*READING PASSAGE*:
*** Block opens ***
Can alpha-beta pruning work with expectiminimax for 2048 game AI without minimizing player?

I’m working on creating an AI bot for the 2048 puzzle game using the minimax approach. The thing is, 2048 doesn’t really have a traditional opponent trying to minimize my score. Instead, it’s more like an expectiminimax situation where new tiles appear randomly on the board.

Since there’s no actual minimizing player in 2048, I’m confused about whether alpha-beta pruning can still be used effectively. The game tree structure seems different from typical two-player games.

If alpha-beta pruning isn’t suitable here, what other techniques can I use to cut down on unnecessary branches in the search tree? I want to make my AI more efficient without exploring every possible game state.

Has anyone dealt with similar optimization challenges in single-player games with random elements?

You’re right - alpha-beta pruning doesn’t work with 2048’s expectiminimax tree. Hit this same wall building my own solver years ago.

You can’t prune expectation nodes, but there are other optimizations. Probability-based pruning works great - skip low-probability tile placements first, only expand them if you have time left.

Hybrid approach saved me tons of computation. Run shallow expectiminimax for the first few levels, then switch to simple minimax with your best heuristic. Random elements matter way less in deeper positions.

Monte Carlo tree search handles randomness naturally and you can tune exploration vs exploitation however you want. Way easier to implement time bounds too.

My final version used expectiminimax 3-4 levels deep, then pure evaluation. Hit 2048 consistently, sometimes higher.

I solved this completely differently and it works way better than trying to optimize traditional algorithms.

Skip the expectiminimax headaches - I automated everything with machine learning. Built a system that runs continuous game sims, grabs move patterns from winning games, and feeds it all into a neural network.
*** Block closes ***
*SUPPLIED INFORMATION*:
*** Block opens ***
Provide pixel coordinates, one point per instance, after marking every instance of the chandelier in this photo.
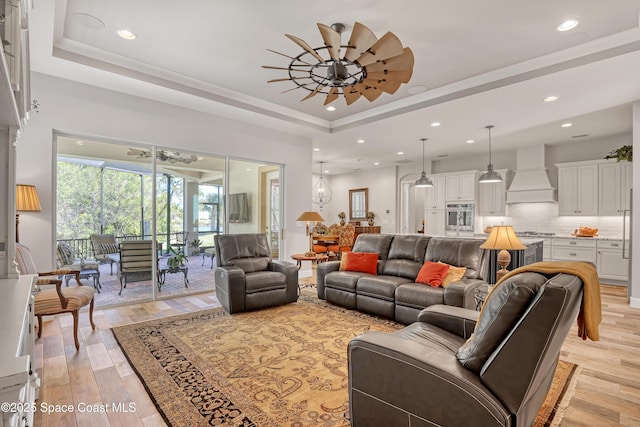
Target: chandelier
(321, 193)
(163, 156)
(366, 67)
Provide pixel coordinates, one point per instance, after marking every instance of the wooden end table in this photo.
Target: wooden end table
(302, 257)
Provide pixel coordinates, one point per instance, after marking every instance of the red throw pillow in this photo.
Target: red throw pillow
(432, 273)
(365, 262)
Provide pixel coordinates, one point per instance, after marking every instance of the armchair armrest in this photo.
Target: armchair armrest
(290, 270)
(321, 271)
(457, 320)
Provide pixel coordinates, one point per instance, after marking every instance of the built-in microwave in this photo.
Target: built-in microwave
(460, 216)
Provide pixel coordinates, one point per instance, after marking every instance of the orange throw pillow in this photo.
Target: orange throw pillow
*** Block closes ***
*TASKS FOR THIS EXERCISE*:
• A. In the 2048 AI thread, why does the hybrid approach switch to simple minimax after the first few levels of search? Answer in one to three sentences.
• B. Duplicate the stretch of the 2048 AI thread from "If alpha-beta pruning" through "solver years ago.".
• C. Pick up the 2048 AI thread after its final sentence and keep writing it.

*RESPONSES FOR EACH TASK*:
• A. The reply explains that random elements matter much less in deeper positions. So after shallow expectiminimax for the first few levels, the search can switch to simple minimax with the best heuristic, which saves a great deal of computation.

• B.
If alpha-beta pruning isn’t suitable here, what other techniques can I use to cut down on unnecessary branches in the search tree? I want to make my AI more efficient without exploring every possible game state.

Has anyone dealt with similar optimization challenges in single-player games with random elements?

You’re right - alpha-beta pruning doesn’t work with 2048’s expectiminimax tree. Hit this same wall building my own solver years ago.

• C.
Best part? No pruning needed. The ML model figures out which moves get higher scores without calculating every possible future state. Way more efficient than tree searches.

Set up the whole pipeline to retrain itself as it plays. Hit 2048 consistently after a few thousand training games. Now it regularly reaches 4096+.

Everything’s automated - data collection, model training, hyperparameter tuning, deployment. Zero manual optimization.

This scales so much better than traditional game tree algorithms. You can add features like board pattern recognition without rebuilding your search logic.

Alpha-beta pruning doesn’t work with pure expectiminimax for 2048 since you can’t effectively prune the random tile placement nodes. But there are other ways to optimize it significantly. I used depth-limited search with aggressive heuristic evaluation and got good results. Focus your heuristics on monotonicity, smoothness, and empty cells - those are the key components. Instead of fixed depth, try iterative deepening with time limits. It gives you way better performance control. Transposition tables help too since you’ll see the same board states repeatedly during search. For random nodes, don’t evaluate every empty cell - just place new tiles in the most likely positions to cut down the branching factor.